• [WHAT IS EXPECTED]
Copy the material below, swapping every "put a dot on each instance" for "place a point on every instance" and leaving everything else unchanged.

• [PROVIDED RECORDS]
━━━━

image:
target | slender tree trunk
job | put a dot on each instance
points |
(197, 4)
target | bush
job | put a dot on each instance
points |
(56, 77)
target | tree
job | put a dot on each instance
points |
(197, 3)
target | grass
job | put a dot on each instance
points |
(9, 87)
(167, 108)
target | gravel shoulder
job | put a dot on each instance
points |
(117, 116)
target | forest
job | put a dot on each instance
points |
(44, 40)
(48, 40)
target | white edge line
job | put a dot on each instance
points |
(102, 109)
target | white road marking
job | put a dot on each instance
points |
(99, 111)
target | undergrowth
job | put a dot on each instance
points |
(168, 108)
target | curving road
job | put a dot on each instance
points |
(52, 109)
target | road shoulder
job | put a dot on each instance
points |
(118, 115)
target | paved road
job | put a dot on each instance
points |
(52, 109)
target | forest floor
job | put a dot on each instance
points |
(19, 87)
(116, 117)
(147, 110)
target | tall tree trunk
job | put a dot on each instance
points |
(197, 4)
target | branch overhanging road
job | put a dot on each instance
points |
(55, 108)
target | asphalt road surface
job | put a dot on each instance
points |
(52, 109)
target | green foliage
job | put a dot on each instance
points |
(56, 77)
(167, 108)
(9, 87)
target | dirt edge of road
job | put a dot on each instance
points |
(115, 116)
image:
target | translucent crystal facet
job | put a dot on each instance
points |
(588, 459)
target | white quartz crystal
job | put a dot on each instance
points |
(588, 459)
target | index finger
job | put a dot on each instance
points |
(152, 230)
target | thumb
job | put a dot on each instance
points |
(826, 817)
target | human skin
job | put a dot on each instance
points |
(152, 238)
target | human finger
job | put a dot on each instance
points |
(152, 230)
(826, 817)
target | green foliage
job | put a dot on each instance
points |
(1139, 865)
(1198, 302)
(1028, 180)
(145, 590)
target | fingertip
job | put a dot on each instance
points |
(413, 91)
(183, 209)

━━━━

• [COMPLETE OUTPUT]
image:
target | slender tree trunk
job | place a point on every instance
points |
(197, 4)
target | bush
job | place a point on every instance
points |
(56, 77)
target | tree
job | place a point on every instance
points |
(197, 3)
target | grass
job | place a point on every instance
points |
(9, 87)
(167, 108)
target | gravel shoulder
job | place a point on every instance
points |
(117, 116)
target | forest
job | place a point on every instance
points |
(44, 40)
(48, 40)
target | white edge line
job | place a point on every instance
points |
(102, 109)
target | white road marking
job | place a point on every instance
points |
(99, 111)
target | undergrowth
job | place a point on every instance
points |
(168, 108)
target | curving road
job | place a point on every instance
points |
(52, 109)
target | road shoulder
job | place a point on every instance
points |
(118, 115)
target | paved road
job | place a point on every instance
points |
(52, 109)
target | forest floor
job | place a point on every instance
points |
(19, 87)
(116, 117)
(147, 110)
target | tall tree trunk
job | place a point on every instance
points |
(197, 4)
target | branch overhanging road
job | place a point on every instance
points |
(55, 108)
target | asphalt road surface
job | place a point on every instance
points |
(52, 109)
target | green foliage
job | place a point on every instance
points |
(56, 77)
(167, 108)
(9, 87)
target | dirt edge of road
job | place a point on every instance
points |
(115, 116)
image:
target | translucent crystal facet
job | place a point on every instance
points |
(588, 459)
target | white quartz crystal
job | place a point on every instance
points |
(588, 459)
target | index finger
job | place a point on every instance
points |
(152, 230)
target | thumb
job | place a point on every instance
points |
(826, 817)
target | human skin
job | place a point on every instance
points |
(152, 238)
target | human finger
job | place a point on every instance
points |
(152, 230)
(826, 817)
target | green foliage
job | place a point on every instance
points |
(1139, 865)
(1198, 302)
(1028, 180)
(145, 590)
target | fingertip
job | place a point on every instance
points |
(413, 91)
(183, 209)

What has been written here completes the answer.